Start of MATERIAL SUPPLIED

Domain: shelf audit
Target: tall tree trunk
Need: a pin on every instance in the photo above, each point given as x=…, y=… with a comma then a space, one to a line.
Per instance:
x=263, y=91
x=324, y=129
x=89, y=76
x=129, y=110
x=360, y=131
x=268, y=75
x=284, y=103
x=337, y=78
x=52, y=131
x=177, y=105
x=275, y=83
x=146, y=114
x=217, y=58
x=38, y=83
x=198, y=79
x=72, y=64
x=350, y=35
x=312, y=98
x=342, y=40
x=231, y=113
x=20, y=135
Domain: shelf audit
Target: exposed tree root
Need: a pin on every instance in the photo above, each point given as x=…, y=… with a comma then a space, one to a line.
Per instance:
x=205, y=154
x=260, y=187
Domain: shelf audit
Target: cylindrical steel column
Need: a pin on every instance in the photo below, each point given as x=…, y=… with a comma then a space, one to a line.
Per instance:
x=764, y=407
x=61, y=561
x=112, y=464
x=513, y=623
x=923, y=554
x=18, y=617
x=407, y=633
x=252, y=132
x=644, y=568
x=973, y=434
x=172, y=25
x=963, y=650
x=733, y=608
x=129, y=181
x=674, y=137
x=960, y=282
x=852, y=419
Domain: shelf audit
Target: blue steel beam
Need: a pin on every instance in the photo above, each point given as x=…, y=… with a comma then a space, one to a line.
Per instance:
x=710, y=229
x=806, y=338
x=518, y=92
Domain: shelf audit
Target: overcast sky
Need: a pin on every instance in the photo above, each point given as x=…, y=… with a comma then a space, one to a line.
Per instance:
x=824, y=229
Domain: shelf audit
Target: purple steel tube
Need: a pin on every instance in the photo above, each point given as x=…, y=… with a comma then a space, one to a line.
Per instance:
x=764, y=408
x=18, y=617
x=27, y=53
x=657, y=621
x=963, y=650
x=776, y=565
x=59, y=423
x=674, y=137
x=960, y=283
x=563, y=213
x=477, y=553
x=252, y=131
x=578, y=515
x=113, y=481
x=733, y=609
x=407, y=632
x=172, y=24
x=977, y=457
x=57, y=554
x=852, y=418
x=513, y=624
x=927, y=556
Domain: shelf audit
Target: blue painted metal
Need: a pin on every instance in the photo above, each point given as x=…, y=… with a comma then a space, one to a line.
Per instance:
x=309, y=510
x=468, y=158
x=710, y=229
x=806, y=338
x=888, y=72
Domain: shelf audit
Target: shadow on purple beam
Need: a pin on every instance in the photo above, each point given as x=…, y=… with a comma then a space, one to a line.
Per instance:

End of MATERIAL SUPPLIED

* [SET PROBLEM] Rewrite all the lines above, substituting "structure survey" for each occurrence of "shelf audit" and leaving everything else unchanged.

* [SOLUTION FOR THIS PROBLEM]
Domain: structure survey
Target: tall tree trunk
Need: a pin on every instance in the photo above, each point given as x=…, y=… with a comma then a space, one to a line.
Per instance:
x=263, y=91
x=324, y=129
x=89, y=76
x=129, y=110
x=360, y=131
x=268, y=75
x=284, y=103
x=337, y=78
x=52, y=131
x=177, y=105
x=275, y=83
x=146, y=114
x=217, y=58
x=38, y=83
x=198, y=79
x=72, y=64
x=350, y=35
x=312, y=98
x=342, y=40
x=231, y=113
x=20, y=135
Domain: structure survey
Target: exposed tree root
Need: a pin on every instance in the photo above, each point given as x=…, y=… with a comma then a space, one to a line.
Per instance:
x=205, y=154
x=260, y=187
Domain: structure survey
Target: cylindrical steel column
Need: a pin on every instance in the photo below, each point given as x=…, y=… with a comma then a space, one to a line.
Per instance:
x=764, y=407
x=61, y=561
x=112, y=464
x=513, y=623
x=923, y=554
x=18, y=617
x=407, y=633
x=252, y=132
x=644, y=568
x=973, y=434
x=172, y=25
x=963, y=650
x=733, y=608
x=129, y=181
x=674, y=137
x=960, y=282
x=852, y=419
Domain: structure survey
Target: blue steel beam
Need: a pin on every instance in the photo above, each point given as x=…, y=… with a comma then a space, one to a line.
Per instance:
x=710, y=229
x=806, y=338
x=518, y=92
Domain: structure survey
Target: overcast sky
Need: a pin on every instance in the photo above, each point given as x=…, y=… with a comma then a space, one to a line.
Per instance:
x=824, y=229
Domain: structure survey
Target: purple steel tube
Need: a pin on every instance in the photo above, each point given as x=…, y=… with a comma then a space, one to a line.
Per instance:
x=764, y=408
x=18, y=617
x=27, y=53
x=657, y=621
x=963, y=650
x=776, y=565
x=59, y=423
x=674, y=137
x=960, y=283
x=563, y=213
x=477, y=553
x=252, y=131
x=578, y=515
x=113, y=481
x=733, y=609
x=407, y=632
x=172, y=24
x=977, y=457
x=57, y=554
x=852, y=418
x=513, y=624
x=927, y=556
Domain: structure survey
Target: blue painted metal
Need: a pin on every instance in the photo above, each point given as x=…, y=… with a comma then a space, one to a line.
Per instance:
x=309, y=510
x=468, y=158
x=710, y=229
x=806, y=338
x=888, y=72
Domain: structure survey
Target: shadow on purple beam
Need: a pin on every instance in the photo above, each point given as x=…, y=… with a comma then a space, one to a line.
Per instance:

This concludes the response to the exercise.